What to produce: Copy the records from the line with "Box fallen branch." up to and including the line with "0, 116, 626, 416", replacing "undergrowth" with "underbrush" and leaving everything else unchanged. Give only those lines.
++++ Data provided ++++
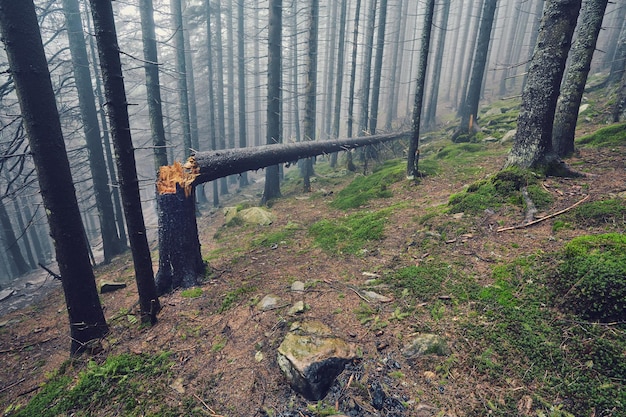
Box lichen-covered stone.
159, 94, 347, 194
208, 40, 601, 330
++++
++++ Data provided ++++
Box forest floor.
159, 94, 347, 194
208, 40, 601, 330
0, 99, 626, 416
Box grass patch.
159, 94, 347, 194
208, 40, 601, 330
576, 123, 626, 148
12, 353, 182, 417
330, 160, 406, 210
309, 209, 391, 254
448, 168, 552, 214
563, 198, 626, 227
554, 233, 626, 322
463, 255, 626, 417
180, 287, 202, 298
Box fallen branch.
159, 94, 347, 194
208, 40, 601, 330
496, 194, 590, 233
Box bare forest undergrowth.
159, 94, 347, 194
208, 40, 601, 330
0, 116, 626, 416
++++
++++ Data provided ++++
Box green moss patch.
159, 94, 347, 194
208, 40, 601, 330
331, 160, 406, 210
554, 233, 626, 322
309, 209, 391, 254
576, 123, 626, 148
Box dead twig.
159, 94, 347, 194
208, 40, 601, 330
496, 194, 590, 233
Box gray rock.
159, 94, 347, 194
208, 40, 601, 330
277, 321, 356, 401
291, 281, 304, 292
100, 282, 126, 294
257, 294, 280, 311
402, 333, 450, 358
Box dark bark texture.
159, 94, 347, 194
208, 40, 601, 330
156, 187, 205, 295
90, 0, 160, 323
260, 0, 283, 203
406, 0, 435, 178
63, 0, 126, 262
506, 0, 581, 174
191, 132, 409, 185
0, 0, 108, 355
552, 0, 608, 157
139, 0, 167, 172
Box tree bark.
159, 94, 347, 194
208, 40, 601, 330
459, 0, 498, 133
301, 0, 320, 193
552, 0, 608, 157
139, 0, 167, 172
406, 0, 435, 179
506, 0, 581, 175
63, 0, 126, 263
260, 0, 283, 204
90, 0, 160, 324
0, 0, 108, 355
++++
Task answer:
Box fallen branch.
159, 94, 347, 194
208, 40, 601, 330
496, 194, 590, 233
Box bare forest underbrush.
159, 94, 347, 194
208, 40, 601, 330
0, 116, 626, 416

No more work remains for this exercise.